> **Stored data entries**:
-----

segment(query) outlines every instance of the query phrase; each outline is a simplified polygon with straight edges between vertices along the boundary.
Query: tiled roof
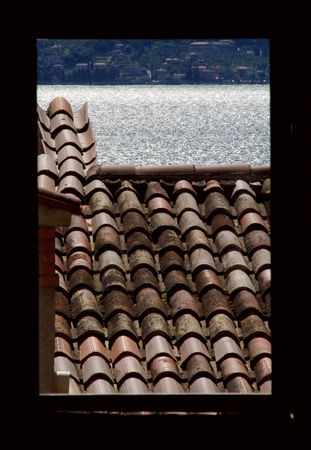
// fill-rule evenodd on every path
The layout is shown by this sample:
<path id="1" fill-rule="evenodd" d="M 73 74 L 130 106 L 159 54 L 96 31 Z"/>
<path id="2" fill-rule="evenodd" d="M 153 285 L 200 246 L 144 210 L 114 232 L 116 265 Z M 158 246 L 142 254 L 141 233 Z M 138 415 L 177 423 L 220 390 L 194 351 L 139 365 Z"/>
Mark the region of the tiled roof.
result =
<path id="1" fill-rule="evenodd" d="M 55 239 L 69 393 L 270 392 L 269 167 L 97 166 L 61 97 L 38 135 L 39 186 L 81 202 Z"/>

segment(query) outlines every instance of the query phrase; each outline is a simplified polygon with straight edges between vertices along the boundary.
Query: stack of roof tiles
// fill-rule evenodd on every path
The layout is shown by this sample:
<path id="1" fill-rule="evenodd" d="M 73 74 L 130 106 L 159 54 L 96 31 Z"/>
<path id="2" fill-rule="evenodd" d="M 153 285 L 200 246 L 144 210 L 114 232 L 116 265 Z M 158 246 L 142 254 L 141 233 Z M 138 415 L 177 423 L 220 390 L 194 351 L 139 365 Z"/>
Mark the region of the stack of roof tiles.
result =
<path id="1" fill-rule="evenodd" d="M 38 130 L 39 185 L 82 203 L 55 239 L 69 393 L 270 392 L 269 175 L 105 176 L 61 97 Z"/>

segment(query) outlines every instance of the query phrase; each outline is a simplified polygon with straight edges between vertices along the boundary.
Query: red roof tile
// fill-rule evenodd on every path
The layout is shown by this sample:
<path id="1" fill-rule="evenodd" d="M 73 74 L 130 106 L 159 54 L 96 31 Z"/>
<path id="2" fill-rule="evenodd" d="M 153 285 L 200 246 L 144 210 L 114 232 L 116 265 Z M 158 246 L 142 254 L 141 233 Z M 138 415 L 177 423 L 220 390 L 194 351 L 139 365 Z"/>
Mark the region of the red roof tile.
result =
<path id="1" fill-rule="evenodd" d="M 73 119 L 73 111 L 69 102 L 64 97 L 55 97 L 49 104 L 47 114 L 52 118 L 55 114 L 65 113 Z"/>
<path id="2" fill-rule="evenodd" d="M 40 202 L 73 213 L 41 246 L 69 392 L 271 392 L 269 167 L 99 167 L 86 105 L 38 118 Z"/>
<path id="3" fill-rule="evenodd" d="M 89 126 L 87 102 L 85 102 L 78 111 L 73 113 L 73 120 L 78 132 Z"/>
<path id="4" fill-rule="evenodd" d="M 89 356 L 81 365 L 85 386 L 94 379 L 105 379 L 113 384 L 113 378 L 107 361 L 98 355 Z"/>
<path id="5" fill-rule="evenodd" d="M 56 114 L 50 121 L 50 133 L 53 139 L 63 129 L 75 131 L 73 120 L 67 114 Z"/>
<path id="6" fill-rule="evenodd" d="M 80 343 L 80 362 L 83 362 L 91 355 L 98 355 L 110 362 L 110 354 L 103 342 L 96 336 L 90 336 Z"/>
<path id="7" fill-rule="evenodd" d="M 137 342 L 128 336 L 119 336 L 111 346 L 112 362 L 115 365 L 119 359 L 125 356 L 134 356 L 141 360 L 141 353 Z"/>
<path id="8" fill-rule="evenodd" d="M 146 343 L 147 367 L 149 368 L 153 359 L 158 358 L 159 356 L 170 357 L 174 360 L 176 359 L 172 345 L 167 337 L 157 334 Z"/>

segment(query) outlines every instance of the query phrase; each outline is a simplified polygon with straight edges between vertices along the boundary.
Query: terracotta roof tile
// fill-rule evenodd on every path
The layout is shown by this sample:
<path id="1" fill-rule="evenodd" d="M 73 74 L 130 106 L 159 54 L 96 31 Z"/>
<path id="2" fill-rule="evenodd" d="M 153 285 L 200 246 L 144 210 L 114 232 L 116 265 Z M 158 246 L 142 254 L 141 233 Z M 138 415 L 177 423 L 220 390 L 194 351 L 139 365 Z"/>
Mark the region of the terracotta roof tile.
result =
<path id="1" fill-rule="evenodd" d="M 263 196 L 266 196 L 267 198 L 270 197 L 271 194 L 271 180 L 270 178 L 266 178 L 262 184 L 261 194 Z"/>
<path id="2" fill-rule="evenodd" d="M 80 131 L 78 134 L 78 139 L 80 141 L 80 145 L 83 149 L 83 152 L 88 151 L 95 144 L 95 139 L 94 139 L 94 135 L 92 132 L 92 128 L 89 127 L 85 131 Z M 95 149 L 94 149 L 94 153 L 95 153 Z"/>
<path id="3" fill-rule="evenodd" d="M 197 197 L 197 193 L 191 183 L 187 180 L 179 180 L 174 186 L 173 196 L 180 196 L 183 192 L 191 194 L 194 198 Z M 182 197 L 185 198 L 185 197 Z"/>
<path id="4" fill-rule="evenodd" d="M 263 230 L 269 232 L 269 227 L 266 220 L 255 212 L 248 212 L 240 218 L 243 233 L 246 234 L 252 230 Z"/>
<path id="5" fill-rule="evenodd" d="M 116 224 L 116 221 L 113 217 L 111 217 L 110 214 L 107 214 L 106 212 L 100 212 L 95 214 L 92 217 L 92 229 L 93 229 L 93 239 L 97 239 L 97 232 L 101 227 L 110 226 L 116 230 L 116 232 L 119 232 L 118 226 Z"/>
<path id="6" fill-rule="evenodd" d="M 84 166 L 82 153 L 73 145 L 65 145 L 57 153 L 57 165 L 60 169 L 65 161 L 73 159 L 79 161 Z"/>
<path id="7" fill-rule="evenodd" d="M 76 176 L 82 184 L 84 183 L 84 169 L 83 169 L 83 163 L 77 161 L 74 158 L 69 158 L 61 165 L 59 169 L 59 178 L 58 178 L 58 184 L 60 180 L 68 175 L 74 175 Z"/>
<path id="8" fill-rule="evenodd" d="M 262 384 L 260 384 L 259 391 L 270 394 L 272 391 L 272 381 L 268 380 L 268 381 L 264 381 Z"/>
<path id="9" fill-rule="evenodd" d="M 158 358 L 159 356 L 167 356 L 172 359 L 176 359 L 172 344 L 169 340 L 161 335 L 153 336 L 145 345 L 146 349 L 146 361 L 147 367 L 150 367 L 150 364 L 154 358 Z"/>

-----

> **WHAT YOU HAVE TO DO**: Reproduce all entries without any change, and omit the pictures.

> **OUTPUT FOR THIS TASK**:
segment(query) outlines every instance of the query phrase; each outline is a simplified polygon with straight edges between vertices along the boundary.
Query: tiled roof
// fill-rule evenodd on every path
The layout is shown by this sample:
<path id="1" fill-rule="evenodd" d="M 73 74 L 130 106 L 159 54 L 96 31 Z"/>
<path id="2" fill-rule="evenodd" d="M 153 285 L 200 246 L 144 210 L 114 232 L 116 265 Z M 158 246 L 142 254 L 141 233 Z M 138 415 L 177 423 L 220 390 L 194 351 L 139 365 Z"/>
Mark the region of the tiled roof.
result =
<path id="1" fill-rule="evenodd" d="M 55 239 L 69 393 L 270 392 L 269 167 L 97 166 L 61 97 L 38 135 L 39 186 L 81 202 Z"/>

segment(query) outlines every instance of the query phrase; each outline is a simplified polygon with straight edges between vertices along the boundary.
Query: stack of roof tiles
// fill-rule evenodd on every path
The layout is shown by this sample:
<path id="1" fill-rule="evenodd" d="M 73 74 L 130 106 L 159 54 L 96 31 Z"/>
<path id="2" fill-rule="evenodd" d="M 153 285 L 200 246 L 144 210 L 114 232 L 116 265 Z M 158 246 L 142 254 L 141 233 Z M 138 415 L 177 423 L 220 390 L 194 351 L 139 365 Z"/>
Mark the region of the stack of roof tiles.
result =
<path id="1" fill-rule="evenodd" d="M 38 130 L 39 185 L 82 203 L 55 239 L 69 393 L 270 392 L 269 175 L 105 176 L 61 97 Z"/>

segment(query) outlines every instance of the query phrase; each outline is a simplified polygon with straight edges between vertices along the boundary.
Query: red roof tile
// fill-rule evenodd on every path
The layout is shown by this sample:
<path id="1" fill-rule="evenodd" d="M 73 74 L 130 106 L 159 54 L 96 31 Z"/>
<path id="2" fill-rule="evenodd" d="M 153 285 L 200 246 L 144 210 L 114 232 L 116 265 Z M 158 246 L 142 254 L 141 233 Z M 138 415 L 177 423 L 220 390 L 194 351 L 139 365 Z"/>
Mark the region of the red roof tile.
result =
<path id="1" fill-rule="evenodd" d="M 73 119 L 73 111 L 69 102 L 64 97 L 55 97 L 49 104 L 47 114 L 52 118 L 55 114 L 65 113 Z"/>
<path id="2" fill-rule="evenodd" d="M 40 202 L 73 213 L 41 246 L 69 392 L 271 392 L 269 167 L 99 167 L 86 105 L 38 118 Z"/>
<path id="3" fill-rule="evenodd" d="M 89 126 L 87 102 L 85 102 L 78 111 L 73 113 L 73 120 L 78 132 Z"/>
<path id="4" fill-rule="evenodd" d="M 89 356 L 81 365 L 85 386 L 94 379 L 105 379 L 113 384 L 113 378 L 107 361 L 98 355 Z"/>
<path id="5" fill-rule="evenodd" d="M 56 114 L 50 121 L 50 133 L 53 139 L 63 129 L 75 131 L 73 120 L 67 114 Z"/>
<path id="6" fill-rule="evenodd" d="M 80 343 L 80 362 L 83 362 L 91 355 L 98 355 L 110 362 L 110 354 L 103 342 L 96 336 L 90 336 Z"/>
<path id="7" fill-rule="evenodd" d="M 137 342 L 128 336 L 119 336 L 111 346 L 112 362 L 115 365 L 119 359 L 125 356 L 134 356 L 141 360 L 141 353 Z"/>
<path id="8" fill-rule="evenodd" d="M 146 343 L 147 367 L 149 368 L 153 359 L 158 358 L 159 356 L 170 357 L 174 360 L 176 359 L 172 345 L 167 337 L 157 334 Z"/>

segment(query) outlines every instance of the query phrase; each outline is a simplified polygon with straight edges between vertices along the boundary.
Query: terracotta roof tile
// fill-rule evenodd on every path
The layout is shown by this sample:
<path id="1" fill-rule="evenodd" d="M 73 74 L 130 106 L 159 54 L 96 31 Z"/>
<path id="2" fill-rule="evenodd" d="M 153 285 L 200 246 L 144 210 L 114 232 L 116 265 Z M 158 246 L 142 254 L 141 233 Z M 138 415 L 177 423 L 220 390 L 194 351 L 139 365 Z"/>
Mark the region of the terracotta roof tile.
result =
<path id="1" fill-rule="evenodd" d="M 263 196 L 266 196 L 267 198 L 270 197 L 271 194 L 271 180 L 270 178 L 266 178 L 262 184 L 261 194 Z"/>
<path id="2" fill-rule="evenodd" d="M 80 131 L 78 134 L 78 139 L 80 141 L 80 145 L 83 149 L 83 152 L 88 151 L 95 144 L 95 139 L 94 139 L 94 135 L 92 132 L 92 128 L 89 127 L 85 131 Z M 95 149 L 94 149 L 94 153 L 95 153 Z"/>
<path id="3" fill-rule="evenodd" d="M 197 197 L 197 193 L 191 183 L 187 180 L 179 180 L 174 186 L 173 196 L 180 196 L 183 192 L 191 194 L 194 198 Z M 182 197 L 185 198 L 185 197 Z"/>
<path id="4" fill-rule="evenodd" d="M 263 230 L 269 232 L 269 227 L 266 220 L 255 212 L 248 212 L 240 218 L 243 233 L 246 234 L 252 230 Z"/>
<path id="5" fill-rule="evenodd" d="M 116 224 L 116 221 L 113 217 L 111 217 L 110 214 L 107 214 L 106 212 L 100 212 L 95 214 L 92 217 L 92 229 L 93 229 L 93 239 L 97 239 L 97 232 L 101 227 L 110 226 L 116 230 L 116 232 L 119 232 L 118 226 Z"/>
<path id="6" fill-rule="evenodd" d="M 84 166 L 82 153 L 73 145 L 65 145 L 57 153 L 57 165 L 60 169 L 65 161 L 73 159 L 79 161 Z"/>
<path id="7" fill-rule="evenodd" d="M 76 176 L 82 184 L 84 183 L 84 169 L 83 169 L 83 163 L 77 161 L 74 158 L 69 158 L 61 165 L 59 169 L 59 178 L 58 178 L 58 184 L 60 180 L 68 175 L 74 175 Z"/>
<path id="8" fill-rule="evenodd" d="M 262 384 L 260 384 L 259 391 L 270 394 L 272 391 L 272 381 L 268 380 L 268 381 L 264 381 Z"/>
<path id="9" fill-rule="evenodd" d="M 158 358 L 159 356 L 167 356 L 172 359 L 176 359 L 172 344 L 169 340 L 161 335 L 153 336 L 145 345 L 146 349 L 146 361 L 147 367 L 150 367 L 150 364 L 154 358 Z"/>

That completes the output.